Content starts

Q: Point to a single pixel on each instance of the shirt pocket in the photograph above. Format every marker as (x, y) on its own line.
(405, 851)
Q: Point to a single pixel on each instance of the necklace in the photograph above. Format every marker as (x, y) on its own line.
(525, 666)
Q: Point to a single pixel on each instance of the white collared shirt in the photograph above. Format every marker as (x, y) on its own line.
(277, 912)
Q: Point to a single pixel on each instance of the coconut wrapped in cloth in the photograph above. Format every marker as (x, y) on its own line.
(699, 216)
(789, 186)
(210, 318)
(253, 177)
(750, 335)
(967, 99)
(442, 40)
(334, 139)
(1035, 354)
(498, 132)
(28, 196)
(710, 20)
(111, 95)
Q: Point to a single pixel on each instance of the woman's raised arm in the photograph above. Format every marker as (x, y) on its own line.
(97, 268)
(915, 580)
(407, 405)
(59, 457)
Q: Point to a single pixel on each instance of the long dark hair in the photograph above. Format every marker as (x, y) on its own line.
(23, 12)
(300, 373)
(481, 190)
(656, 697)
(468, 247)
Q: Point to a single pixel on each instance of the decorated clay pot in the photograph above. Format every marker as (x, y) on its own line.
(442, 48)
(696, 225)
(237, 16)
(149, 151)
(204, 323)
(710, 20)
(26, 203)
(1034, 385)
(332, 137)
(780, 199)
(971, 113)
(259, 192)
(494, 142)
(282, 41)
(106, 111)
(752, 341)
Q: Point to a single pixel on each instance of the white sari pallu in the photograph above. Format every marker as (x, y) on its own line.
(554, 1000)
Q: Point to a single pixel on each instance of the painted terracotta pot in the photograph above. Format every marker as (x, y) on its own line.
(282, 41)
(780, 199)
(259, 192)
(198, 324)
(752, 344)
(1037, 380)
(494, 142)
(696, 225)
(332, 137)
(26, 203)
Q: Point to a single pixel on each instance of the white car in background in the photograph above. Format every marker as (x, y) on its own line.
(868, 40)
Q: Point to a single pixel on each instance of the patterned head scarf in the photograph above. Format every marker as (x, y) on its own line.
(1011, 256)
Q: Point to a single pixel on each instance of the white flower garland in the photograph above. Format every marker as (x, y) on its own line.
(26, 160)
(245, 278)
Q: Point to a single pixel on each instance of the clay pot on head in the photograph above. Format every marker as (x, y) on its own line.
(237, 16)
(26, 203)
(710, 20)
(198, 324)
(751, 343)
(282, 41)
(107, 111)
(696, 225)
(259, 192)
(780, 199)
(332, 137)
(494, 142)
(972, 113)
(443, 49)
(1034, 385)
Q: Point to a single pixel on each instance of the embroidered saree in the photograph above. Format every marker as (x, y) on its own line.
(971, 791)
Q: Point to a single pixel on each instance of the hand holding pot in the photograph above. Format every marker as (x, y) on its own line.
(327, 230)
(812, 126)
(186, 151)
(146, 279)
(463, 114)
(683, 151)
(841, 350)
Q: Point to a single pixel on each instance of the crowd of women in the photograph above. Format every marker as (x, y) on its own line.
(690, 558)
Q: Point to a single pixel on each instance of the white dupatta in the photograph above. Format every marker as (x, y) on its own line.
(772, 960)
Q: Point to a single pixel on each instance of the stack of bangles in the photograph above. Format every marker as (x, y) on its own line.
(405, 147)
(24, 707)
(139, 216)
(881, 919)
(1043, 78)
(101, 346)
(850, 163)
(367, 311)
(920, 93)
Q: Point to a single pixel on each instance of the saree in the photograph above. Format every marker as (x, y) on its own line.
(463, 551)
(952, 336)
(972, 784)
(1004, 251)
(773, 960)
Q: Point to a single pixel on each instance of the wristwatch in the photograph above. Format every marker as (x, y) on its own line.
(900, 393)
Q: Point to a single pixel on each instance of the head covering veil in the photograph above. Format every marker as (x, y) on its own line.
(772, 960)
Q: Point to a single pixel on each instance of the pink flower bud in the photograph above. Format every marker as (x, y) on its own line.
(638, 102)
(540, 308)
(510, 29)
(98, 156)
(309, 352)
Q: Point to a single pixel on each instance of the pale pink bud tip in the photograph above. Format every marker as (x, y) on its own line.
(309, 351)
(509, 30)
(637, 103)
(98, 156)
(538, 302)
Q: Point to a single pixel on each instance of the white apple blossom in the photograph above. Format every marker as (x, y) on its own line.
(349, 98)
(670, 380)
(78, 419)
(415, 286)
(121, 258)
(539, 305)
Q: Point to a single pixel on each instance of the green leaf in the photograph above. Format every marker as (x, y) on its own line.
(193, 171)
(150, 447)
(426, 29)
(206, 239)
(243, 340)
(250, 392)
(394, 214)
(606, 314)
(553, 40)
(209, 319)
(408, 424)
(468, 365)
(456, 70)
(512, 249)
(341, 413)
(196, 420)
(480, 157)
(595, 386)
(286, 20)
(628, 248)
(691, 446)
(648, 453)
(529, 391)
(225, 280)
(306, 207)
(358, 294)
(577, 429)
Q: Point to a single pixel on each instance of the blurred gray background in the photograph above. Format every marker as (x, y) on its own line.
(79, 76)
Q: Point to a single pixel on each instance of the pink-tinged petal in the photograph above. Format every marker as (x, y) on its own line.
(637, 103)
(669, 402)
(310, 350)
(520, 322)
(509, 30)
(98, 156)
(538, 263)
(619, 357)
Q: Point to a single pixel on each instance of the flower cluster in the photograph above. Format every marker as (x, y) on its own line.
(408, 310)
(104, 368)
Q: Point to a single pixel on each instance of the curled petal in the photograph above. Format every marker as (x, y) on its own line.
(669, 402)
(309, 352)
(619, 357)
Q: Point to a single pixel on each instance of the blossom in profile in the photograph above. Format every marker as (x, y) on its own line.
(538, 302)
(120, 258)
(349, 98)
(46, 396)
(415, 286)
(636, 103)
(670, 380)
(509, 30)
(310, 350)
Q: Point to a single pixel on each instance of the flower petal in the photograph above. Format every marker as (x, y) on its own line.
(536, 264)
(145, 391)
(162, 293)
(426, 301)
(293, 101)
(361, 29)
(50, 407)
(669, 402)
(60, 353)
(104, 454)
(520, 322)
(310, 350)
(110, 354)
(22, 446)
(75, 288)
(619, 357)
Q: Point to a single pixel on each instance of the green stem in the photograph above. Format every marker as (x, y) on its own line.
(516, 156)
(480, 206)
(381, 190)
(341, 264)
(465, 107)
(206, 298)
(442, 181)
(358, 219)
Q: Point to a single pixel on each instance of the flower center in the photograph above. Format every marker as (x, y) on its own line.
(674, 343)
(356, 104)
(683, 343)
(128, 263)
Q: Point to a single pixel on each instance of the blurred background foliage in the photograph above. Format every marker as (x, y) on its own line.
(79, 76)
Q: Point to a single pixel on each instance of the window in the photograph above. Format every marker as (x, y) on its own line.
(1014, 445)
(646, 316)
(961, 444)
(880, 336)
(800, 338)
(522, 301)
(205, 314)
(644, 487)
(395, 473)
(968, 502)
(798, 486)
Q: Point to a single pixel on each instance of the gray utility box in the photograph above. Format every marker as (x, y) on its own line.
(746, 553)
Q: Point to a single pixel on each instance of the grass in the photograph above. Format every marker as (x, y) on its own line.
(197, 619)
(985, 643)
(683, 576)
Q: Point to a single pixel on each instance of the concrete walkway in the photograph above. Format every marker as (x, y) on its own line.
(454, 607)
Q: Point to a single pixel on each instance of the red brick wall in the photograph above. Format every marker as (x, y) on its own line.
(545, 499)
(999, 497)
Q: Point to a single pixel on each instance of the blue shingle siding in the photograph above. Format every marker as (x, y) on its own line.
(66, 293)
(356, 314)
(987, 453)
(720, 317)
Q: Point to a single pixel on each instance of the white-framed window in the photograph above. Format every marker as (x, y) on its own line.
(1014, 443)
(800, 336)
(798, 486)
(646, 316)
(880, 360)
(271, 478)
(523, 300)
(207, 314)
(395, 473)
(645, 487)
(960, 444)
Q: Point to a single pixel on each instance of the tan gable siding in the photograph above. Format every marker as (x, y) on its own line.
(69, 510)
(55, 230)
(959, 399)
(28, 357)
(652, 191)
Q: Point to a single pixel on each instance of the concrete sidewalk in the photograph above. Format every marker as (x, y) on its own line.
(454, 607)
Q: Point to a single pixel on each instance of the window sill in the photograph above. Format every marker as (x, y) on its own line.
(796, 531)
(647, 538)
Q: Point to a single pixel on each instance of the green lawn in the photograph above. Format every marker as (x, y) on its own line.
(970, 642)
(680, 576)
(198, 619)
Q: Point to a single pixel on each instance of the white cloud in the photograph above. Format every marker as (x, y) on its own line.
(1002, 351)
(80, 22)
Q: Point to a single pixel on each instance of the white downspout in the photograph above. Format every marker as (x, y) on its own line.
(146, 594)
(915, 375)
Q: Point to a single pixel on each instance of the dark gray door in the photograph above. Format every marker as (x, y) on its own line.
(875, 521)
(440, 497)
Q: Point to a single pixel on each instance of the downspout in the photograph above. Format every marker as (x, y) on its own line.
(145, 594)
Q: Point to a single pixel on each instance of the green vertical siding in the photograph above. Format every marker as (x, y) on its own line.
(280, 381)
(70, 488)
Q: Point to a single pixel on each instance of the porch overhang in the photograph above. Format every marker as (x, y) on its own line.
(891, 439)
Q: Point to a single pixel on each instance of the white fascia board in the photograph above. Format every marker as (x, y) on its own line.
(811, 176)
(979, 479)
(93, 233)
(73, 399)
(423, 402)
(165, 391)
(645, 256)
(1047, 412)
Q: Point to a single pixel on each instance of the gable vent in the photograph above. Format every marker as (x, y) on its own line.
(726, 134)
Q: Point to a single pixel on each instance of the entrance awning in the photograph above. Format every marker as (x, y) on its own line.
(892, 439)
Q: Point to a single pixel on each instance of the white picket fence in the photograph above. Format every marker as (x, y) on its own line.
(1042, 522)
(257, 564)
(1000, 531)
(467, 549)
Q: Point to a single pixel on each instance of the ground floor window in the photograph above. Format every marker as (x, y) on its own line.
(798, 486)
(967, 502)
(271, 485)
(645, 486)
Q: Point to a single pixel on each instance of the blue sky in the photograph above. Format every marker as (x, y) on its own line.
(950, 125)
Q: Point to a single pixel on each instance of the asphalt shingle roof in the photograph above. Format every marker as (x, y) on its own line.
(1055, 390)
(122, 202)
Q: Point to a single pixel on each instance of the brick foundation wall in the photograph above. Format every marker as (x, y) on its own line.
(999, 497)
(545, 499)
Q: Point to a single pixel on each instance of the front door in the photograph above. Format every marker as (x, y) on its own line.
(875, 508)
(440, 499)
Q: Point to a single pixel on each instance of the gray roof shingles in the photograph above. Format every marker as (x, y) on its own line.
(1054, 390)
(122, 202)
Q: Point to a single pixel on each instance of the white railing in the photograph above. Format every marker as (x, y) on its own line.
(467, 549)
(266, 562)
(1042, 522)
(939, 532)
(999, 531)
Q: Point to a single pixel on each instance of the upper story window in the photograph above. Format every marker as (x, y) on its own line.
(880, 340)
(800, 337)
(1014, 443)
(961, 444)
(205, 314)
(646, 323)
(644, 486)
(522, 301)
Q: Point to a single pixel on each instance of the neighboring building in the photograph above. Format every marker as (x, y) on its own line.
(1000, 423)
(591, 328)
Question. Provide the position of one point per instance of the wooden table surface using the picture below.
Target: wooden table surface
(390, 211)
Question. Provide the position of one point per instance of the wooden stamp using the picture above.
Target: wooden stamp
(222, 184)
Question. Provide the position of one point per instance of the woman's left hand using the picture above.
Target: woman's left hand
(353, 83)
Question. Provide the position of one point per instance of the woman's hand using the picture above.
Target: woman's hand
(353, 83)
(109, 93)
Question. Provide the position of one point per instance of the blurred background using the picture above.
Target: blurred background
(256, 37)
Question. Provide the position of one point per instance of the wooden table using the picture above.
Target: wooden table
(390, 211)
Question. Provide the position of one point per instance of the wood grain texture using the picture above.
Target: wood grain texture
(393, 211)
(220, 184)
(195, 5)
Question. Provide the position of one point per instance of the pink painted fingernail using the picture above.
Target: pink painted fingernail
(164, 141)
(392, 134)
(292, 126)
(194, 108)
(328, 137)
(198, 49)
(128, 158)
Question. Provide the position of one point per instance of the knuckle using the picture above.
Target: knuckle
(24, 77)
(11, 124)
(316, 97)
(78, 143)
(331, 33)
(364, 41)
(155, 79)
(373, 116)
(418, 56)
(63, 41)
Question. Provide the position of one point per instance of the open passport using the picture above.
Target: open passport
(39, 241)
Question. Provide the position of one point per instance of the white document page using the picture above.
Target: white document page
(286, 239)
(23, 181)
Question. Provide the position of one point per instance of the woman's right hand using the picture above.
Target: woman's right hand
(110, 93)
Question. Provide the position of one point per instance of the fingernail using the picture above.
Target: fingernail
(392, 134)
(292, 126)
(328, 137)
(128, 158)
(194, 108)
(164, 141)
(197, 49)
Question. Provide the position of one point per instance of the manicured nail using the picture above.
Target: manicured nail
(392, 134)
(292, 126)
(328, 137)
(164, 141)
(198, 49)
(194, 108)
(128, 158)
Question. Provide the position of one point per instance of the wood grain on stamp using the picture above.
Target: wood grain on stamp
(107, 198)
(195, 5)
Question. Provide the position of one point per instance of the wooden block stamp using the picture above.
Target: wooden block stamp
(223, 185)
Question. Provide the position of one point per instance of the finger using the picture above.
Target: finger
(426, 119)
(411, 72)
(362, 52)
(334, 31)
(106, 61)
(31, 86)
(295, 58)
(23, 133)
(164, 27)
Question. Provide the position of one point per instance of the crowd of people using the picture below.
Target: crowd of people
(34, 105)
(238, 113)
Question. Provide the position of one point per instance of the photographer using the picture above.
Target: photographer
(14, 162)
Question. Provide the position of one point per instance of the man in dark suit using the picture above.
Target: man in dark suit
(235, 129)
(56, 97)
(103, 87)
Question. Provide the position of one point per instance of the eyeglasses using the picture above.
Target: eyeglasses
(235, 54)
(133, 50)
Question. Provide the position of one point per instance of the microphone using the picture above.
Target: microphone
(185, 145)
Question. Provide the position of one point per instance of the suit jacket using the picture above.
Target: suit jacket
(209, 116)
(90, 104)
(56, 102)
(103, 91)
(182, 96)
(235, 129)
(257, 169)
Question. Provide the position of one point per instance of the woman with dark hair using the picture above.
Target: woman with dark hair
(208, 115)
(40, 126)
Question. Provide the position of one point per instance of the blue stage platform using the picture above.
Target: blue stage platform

Content ends

EXERCISE DIRECTIONS -> Check the records above and copy each line that has the string "stage".

RESULT FOR THIS TASK ->
Question. Provide the position of one point per instance of the blue stage platform using the picture above.
Target: blue stage platform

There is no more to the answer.